--- begin Dataset ---
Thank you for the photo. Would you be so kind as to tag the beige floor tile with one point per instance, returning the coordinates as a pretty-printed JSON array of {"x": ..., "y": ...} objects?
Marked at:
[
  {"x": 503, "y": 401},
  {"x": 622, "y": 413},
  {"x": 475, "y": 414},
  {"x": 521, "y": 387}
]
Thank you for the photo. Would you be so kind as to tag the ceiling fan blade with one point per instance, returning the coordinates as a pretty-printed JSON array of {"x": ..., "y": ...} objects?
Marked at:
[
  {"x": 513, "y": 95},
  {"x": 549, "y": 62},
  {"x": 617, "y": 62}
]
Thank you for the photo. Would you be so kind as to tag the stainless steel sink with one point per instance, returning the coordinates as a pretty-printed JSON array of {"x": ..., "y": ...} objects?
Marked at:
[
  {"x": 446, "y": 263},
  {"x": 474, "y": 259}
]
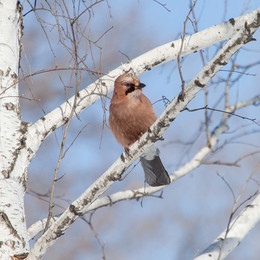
--- end Dataset ---
Copy the material above with "Marked at" switched to "Placed at" everywhere, leaving everything else unchanged. Omit the pictures from your answer.

Thank you for the photo. Would you be so kind as to tag the beige floor tile with one point per instance, returning the coordinates as a pretty-printed JSON array of {"x": ..., "y": ...} objects?
Placed at:
[
  {"x": 503, "y": 401},
  {"x": 622, "y": 413},
  {"x": 475, "y": 414},
  {"x": 521, "y": 387}
]
Thank you for the photo. Would you be so kind as to tag the ceiling fan blade with one point per instance, returning the coordinates as a pretty-printed JSON array of {"x": ..., "y": ...} objects?
Placed at:
[
  {"x": 513, "y": 95},
  {"x": 549, "y": 62},
  {"x": 617, "y": 62}
]
Thank you for the photo. Would you be so kind as to tag the stainless steel sink with one point per instance, returning the coordinates as a pretty-printed JSON array of {"x": ..., "y": ...} objects?
Placed at:
[
  {"x": 446, "y": 263},
  {"x": 474, "y": 259}
]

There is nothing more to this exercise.